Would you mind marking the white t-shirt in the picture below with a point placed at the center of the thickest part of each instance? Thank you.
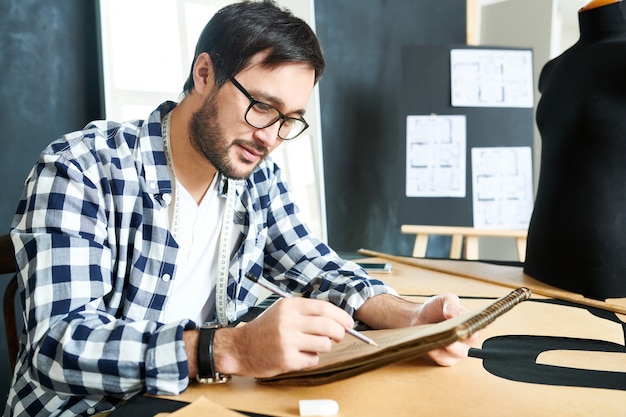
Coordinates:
(196, 228)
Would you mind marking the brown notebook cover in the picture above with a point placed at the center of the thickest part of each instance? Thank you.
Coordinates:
(352, 356)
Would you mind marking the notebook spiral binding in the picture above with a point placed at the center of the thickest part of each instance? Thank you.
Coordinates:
(496, 309)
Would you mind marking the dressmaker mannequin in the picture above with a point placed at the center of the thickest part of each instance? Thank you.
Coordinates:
(577, 234)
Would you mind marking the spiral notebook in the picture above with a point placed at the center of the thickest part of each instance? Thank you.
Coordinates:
(351, 356)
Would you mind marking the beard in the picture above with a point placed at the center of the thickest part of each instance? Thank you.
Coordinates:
(207, 136)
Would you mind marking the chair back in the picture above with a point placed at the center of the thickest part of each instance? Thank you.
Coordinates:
(9, 266)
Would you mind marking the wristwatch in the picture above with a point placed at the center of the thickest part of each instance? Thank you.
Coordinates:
(206, 365)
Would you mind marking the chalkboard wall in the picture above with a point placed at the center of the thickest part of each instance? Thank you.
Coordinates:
(49, 85)
(359, 95)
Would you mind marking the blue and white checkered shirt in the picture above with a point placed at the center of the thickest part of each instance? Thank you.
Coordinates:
(96, 261)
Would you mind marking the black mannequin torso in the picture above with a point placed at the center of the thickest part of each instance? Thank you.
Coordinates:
(576, 238)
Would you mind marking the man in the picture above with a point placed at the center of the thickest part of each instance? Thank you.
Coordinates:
(128, 236)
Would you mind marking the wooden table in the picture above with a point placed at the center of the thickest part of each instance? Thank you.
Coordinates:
(543, 344)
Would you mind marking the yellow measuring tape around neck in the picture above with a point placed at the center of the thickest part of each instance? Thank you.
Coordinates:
(223, 261)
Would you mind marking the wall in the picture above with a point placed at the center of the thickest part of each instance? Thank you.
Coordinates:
(359, 97)
(50, 85)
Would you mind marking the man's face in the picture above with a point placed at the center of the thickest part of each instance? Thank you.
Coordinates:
(218, 128)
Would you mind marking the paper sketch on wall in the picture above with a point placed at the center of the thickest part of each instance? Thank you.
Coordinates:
(502, 187)
(435, 156)
(491, 78)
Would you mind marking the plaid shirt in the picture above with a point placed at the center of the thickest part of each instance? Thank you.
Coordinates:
(96, 261)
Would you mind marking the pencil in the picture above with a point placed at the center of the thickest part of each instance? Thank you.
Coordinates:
(276, 290)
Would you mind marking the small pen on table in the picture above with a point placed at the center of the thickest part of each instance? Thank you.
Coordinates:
(276, 290)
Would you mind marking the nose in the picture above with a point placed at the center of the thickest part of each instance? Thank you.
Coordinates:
(268, 136)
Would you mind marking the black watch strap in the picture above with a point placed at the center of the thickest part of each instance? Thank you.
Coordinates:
(206, 365)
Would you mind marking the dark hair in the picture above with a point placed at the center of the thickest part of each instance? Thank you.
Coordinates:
(239, 31)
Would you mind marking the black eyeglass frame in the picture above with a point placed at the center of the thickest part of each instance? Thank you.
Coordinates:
(283, 118)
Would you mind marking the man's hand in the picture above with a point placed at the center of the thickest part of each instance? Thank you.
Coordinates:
(286, 337)
(439, 308)
(388, 311)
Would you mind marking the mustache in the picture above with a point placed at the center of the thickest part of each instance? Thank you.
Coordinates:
(264, 151)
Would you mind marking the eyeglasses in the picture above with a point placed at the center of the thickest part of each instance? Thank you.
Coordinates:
(262, 115)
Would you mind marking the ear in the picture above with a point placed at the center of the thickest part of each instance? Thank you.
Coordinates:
(203, 73)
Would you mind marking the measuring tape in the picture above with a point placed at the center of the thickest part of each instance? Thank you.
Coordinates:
(223, 261)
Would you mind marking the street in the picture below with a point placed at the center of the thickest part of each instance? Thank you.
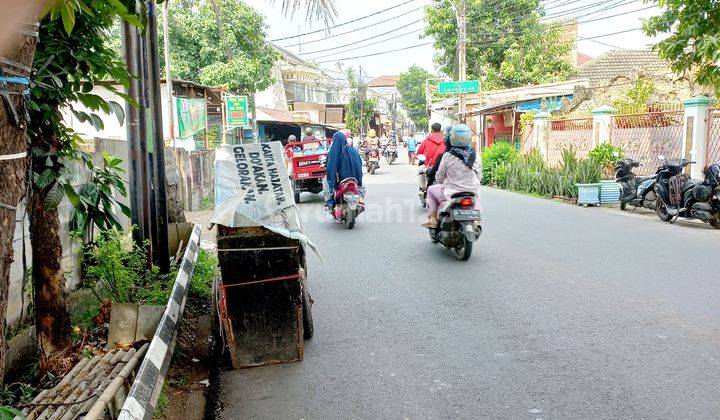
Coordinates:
(561, 312)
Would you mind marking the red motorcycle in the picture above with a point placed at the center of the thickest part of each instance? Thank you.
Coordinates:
(348, 202)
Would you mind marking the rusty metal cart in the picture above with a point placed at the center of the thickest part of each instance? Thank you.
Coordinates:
(263, 302)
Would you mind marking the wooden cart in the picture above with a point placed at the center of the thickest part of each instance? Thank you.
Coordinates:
(263, 302)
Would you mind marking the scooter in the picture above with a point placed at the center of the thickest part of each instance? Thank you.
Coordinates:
(637, 191)
(422, 180)
(679, 196)
(348, 202)
(390, 153)
(459, 225)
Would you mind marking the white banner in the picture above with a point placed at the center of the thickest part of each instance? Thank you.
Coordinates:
(252, 188)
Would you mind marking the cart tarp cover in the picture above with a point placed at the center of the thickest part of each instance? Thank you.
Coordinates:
(252, 188)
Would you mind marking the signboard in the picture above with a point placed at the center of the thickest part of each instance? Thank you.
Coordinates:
(252, 188)
(237, 112)
(468, 86)
(191, 116)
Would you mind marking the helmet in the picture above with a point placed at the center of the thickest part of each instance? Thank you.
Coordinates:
(446, 132)
(460, 135)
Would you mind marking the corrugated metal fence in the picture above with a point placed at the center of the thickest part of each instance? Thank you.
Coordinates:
(564, 133)
(645, 136)
(713, 138)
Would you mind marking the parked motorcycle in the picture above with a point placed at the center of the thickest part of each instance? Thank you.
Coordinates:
(637, 191)
(422, 180)
(373, 161)
(459, 225)
(390, 153)
(680, 196)
(348, 202)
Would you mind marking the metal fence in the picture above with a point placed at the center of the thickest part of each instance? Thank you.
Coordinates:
(645, 136)
(567, 133)
(713, 138)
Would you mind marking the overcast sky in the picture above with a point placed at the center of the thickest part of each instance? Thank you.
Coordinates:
(407, 19)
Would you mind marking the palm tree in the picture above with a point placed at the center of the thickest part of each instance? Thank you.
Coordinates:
(315, 9)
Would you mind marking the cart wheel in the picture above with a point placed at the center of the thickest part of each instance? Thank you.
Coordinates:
(308, 328)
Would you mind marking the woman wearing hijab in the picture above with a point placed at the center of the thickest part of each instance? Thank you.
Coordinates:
(342, 162)
(459, 171)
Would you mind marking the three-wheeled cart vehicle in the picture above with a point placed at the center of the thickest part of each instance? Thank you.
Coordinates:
(306, 166)
(263, 304)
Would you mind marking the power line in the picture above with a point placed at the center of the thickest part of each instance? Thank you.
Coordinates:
(366, 39)
(374, 54)
(359, 29)
(345, 23)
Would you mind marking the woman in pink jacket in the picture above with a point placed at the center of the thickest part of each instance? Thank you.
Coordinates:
(459, 171)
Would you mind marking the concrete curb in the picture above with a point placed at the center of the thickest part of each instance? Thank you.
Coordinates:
(140, 403)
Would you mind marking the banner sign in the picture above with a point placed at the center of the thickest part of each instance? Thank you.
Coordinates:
(468, 86)
(237, 111)
(191, 116)
(252, 188)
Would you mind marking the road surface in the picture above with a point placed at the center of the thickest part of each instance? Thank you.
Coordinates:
(561, 312)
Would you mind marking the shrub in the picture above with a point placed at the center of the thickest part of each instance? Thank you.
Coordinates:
(604, 155)
(498, 153)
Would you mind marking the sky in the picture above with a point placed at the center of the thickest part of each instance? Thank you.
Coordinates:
(407, 23)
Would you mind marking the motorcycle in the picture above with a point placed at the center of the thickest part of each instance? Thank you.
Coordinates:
(680, 196)
(390, 153)
(373, 161)
(459, 225)
(348, 202)
(422, 180)
(638, 191)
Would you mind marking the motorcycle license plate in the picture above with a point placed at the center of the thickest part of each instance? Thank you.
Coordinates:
(466, 214)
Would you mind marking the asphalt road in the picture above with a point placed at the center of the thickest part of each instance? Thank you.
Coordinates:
(561, 312)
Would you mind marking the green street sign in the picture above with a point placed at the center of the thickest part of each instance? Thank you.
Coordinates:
(468, 86)
(237, 111)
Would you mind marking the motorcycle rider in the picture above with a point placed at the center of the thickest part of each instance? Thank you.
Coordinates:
(433, 146)
(458, 171)
(342, 162)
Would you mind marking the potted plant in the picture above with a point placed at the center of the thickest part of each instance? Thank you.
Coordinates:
(587, 181)
(605, 155)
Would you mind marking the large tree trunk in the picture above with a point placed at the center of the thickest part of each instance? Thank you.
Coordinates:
(12, 175)
(51, 316)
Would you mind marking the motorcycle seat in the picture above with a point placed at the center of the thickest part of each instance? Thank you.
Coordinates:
(462, 194)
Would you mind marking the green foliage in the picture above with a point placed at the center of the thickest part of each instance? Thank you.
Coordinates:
(637, 98)
(67, 66)
(119, 268)
(411, 86)
(493, 156)
(604, 156)
(206, 271)
(506, 46)
(692, 46)
(220, 43)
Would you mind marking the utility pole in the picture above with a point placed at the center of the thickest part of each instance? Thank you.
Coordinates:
(161, 249)
(168, 77)
(461, 13)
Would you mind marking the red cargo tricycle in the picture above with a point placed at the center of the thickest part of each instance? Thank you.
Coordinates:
(306, 165)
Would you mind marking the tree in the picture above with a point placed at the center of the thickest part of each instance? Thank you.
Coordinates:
(507, 45)
(694, 42)
(220, 43)
(70, 61)
(411, 86)
(357, 117)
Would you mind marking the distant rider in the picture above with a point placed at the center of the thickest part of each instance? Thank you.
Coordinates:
(458, 171)
(342, 162)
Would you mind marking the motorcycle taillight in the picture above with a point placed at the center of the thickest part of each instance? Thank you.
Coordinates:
(466, 202)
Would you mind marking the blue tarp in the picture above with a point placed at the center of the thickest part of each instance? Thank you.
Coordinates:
(554, 103)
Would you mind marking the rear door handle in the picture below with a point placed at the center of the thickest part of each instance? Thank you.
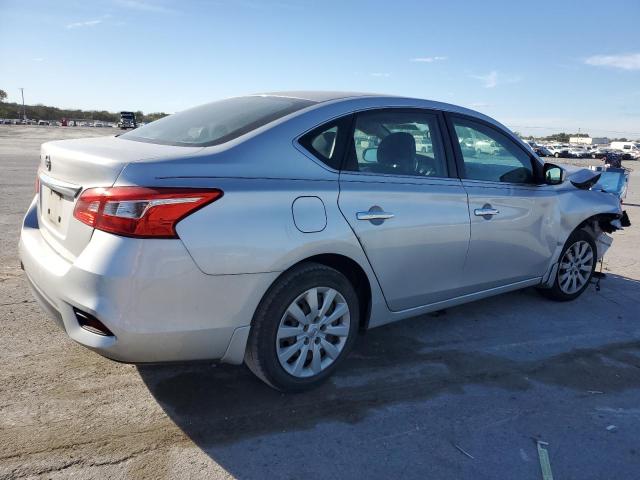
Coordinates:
(481, 212)
(374, 215)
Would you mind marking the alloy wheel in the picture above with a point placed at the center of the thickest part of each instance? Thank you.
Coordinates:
(575, 267)
(312, 332)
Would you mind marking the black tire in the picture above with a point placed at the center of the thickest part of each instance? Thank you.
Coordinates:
(261, 356)
(555, 292)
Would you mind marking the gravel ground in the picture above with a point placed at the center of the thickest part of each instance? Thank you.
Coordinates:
(487, 377)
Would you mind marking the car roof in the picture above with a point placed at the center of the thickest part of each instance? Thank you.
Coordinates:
(320, 96)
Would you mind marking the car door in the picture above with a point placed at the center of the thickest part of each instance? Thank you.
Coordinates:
(511, 211)
(402, 199)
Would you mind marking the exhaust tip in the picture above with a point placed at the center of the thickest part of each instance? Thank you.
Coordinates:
(91, 323)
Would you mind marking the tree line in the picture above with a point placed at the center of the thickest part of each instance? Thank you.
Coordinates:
(43, 112)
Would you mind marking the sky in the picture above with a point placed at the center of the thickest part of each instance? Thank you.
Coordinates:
(538, 67)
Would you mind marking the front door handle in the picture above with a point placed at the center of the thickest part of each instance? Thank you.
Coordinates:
(485, 212)
(374, 215)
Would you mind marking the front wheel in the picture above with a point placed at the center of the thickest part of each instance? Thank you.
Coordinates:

-*-*-

Retype nothing except the lines from the line holding "Would you mind marking the exhaust" through the last line of the entries, both included.

Would you mind marking the exhaust tip in the picture above with a point placed at the center of the thickest part of each instance? Thank you.
Coordinates:
(91, 323)
Would you mind marking the tree line in the picture above with a point placed at the center of the thickest part of each instance? Thank you.
Coordinates:
(43, 112)
Would you mind marking the sky in the picture above with a point placed at the center of the thickest part of each instance? Thank you.
Coordinates:
(538, 67)
Would you mind marking the front door handle in the picture above with a point placed at the center of the thickest part of each instance? Thank you.
Coordinates:
(485, 212)
(374, 215)
Would you mind marking the front wheel in the picture above with a point placed at the center of the thickest part of each instance? Thank you.
Coordinates:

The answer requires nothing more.